Required task A: Reproduce the part of the html5lib bug report starting at "[GCC 4.8.1] on" and ending at "parseMeta=parseMeta, useChardet=useChardet)".
Required task B: In the html5lib bug report, which treebuilder is passed to html5lib.parse?
Required task C: Pick up the html5lib bug report after its final line and carry it on.

--- Start of Extracted text ---

Hi.
It seems the problem still happens with v.0.99 (from a pending upload package
prepared for experimental) :
$ python
Python 2.7.5+ (default, Sep 17 2013, 17:31:54)
[GCC 4.8.1] on linux2
Type "help", "copyright", "credits" or "license" for more information.
>>> import html5lib
>>> html5lib.parse('foo\bfoo', treebuilder='lxml')
Traceback (most recent call last):
File "<stdin>", line 1, in <module>
File "/usr/lib/python2.7/dist-packages/html5lib/html5parser.py", line 28, in
parse
return p.parse(doc, encoding=encoding)
File "/usr/lib/python2.7/dist-packages/html5lib/html5parser.py", line 224, in
parse
parseMeta=parseMeta, useChardet=useChardet)
File "/usr/lib/python2.7/dist-packages/html5lib/html5parser.py", line 93, in
_parse
self.mainLoop()
File "/usr/lib/python2.7/dist-packages/html5lib/html5parser.py", line 183, in
mainLoop
new_token = phase.processCharacters(new_token)
File "/usr/lib/python2.7/dist-packages/html5lib/html5parser.py", line 991, in
processCharacters
self.tree.insertText(token["data"])
File "/usr/lib/python2.7/dist-packages/html5lib/treebuilders/_base.py", line
320, in insertText
parent.insertText(data)
File "/usr/lib/python2.7/dist-packages/html5lib/treebuilders/etree_lxml.py",
line 240, in insertText
builder.Element.insertText(self, data, insertBefore)
File "/usr/lib/python2.7/dist-packages/html5lib/treebuilders/etree.py", line
108, in insertText
self._element.text += data
File "lxml.etree.pyx", line 921, in lxml.etree._Element.text.__set__
(src/lxml/lxml.etree.c:41264)
File "apihelpers.pxi", line 652, in lxml.etree._setNodeText
(src/lxml/lxml.etree.c:18755)

--- End of Extracted text ---
--- Start of Dataset content ---

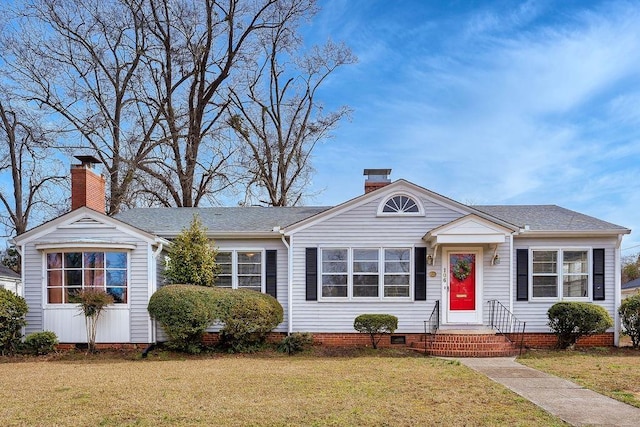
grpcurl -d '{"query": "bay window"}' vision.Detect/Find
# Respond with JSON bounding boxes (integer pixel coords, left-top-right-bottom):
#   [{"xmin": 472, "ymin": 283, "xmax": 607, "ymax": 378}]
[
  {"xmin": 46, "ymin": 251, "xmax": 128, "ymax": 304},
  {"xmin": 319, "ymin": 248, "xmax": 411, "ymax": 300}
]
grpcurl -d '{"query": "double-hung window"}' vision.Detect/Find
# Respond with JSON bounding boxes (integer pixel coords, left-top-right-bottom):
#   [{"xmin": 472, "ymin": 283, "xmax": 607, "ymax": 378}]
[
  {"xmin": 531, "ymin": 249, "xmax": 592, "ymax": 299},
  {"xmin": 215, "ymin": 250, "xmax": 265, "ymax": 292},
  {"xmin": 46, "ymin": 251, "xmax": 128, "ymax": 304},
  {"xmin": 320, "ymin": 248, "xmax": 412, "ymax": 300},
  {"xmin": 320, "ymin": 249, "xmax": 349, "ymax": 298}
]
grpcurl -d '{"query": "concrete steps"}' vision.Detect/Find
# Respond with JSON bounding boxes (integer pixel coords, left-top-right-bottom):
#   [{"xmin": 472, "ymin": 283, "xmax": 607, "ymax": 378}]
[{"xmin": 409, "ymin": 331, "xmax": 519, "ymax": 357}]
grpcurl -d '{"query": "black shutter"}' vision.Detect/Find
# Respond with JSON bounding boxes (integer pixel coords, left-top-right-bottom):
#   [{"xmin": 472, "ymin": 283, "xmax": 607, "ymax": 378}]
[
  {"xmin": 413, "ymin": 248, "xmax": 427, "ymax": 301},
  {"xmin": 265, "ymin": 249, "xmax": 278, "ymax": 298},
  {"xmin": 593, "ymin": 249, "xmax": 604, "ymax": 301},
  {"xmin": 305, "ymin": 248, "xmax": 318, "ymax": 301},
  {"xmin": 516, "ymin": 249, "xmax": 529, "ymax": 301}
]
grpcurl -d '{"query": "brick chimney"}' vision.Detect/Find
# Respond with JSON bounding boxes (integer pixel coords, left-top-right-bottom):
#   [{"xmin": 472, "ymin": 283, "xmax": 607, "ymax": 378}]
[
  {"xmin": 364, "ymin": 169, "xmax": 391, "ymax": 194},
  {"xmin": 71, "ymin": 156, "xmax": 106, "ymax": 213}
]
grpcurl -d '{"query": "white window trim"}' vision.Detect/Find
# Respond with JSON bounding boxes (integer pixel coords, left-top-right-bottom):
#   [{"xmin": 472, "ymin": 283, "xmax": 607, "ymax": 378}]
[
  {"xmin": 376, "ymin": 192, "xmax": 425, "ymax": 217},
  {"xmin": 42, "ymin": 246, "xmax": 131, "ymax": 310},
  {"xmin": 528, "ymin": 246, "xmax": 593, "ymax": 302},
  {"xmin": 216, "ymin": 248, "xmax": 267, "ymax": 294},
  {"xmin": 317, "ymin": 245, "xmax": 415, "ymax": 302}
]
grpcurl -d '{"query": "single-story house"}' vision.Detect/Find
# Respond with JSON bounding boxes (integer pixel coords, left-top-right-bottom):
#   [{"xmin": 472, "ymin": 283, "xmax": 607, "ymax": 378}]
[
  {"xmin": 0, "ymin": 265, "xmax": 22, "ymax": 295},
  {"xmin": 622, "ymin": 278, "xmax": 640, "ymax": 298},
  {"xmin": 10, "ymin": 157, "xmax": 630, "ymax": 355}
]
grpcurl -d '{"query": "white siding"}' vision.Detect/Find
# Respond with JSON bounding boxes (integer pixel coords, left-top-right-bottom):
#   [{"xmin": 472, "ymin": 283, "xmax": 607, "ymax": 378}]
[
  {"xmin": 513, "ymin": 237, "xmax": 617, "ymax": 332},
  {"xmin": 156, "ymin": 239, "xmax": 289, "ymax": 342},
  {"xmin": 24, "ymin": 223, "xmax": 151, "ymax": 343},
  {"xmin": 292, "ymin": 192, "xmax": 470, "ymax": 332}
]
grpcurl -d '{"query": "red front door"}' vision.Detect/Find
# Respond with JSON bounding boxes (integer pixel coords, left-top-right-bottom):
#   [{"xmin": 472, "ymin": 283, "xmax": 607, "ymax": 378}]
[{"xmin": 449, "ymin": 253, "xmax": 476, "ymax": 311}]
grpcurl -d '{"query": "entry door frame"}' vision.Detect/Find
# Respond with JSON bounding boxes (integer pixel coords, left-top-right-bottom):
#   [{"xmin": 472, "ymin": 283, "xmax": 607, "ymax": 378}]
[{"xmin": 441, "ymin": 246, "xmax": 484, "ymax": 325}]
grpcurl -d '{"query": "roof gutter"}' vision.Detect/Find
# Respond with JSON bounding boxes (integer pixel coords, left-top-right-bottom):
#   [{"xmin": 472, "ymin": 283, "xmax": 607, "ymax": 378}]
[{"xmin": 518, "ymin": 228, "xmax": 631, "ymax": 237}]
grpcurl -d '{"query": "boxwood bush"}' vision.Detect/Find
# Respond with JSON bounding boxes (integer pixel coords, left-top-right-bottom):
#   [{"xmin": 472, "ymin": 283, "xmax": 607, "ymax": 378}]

--- End of Dataset content ---

Final answer A:
[GCC 4.8.1] on linux2
Type "help", "copyright", "credits" or "license" for more information.
>>> import html5lib
>>> html5lib.parse('foo\bfoo', treebuilder='lxml')
Traceback (most recent call last):
File "<stdin>", line 1, in <module>
File "/usr/lib/python2.7/dist-packages/html5lib/html5parser.py", line 28, in
parse
return p.parse(doc, encoding=encoding)
File "/usr/lib/python2.7/dist-packages/html5lib/html5parser.py", line 224, in
parse
parseMeta=parseMeta, useChardet=useChardet)

Final answer B: The lxml treebuilder (treebuilder='lxml').

Final answer C:
File "apihelpers.pxi", line 1335, in lxml.etree._utf8
(src/lxml/lxml.etree.c:24545)
ValueError: All strings must be XML compatible: Unicode or ASCII, no NULL bytes
or control characters
>>>
olivier@inf-8660:~/svn/svn.debian.org/python-modules/packages/build-area$ dpkg
-l python-html5lib
Souhait=inconnU/Installé/suppRimé/Purgé/H=à garder
|
État=Non/Installé/fichier-Config/dépaqUeté/échec-conFig/H=semi-installé/W=attend-traitement-déclenchements
|/ Err?=(aucune)/besoin Réinstallation (État,Err: majuscule=mauvais)
||/ Nom Version
Architecture Description
+++-===========================================-==========================-==========================-===========================================================================================
ii python-html5lib 0.99-1 all
HTML parser/tokenizer based on the WHATWG HTML5
specification
Are you sure this is a bug ?
Would you mind checking with upstream and/or forwarding the issue there ?
Best regards,
--
Olivier BERGER
(OpenPGP: 4096R/7C5BB6A5 : http://weusepgp.info)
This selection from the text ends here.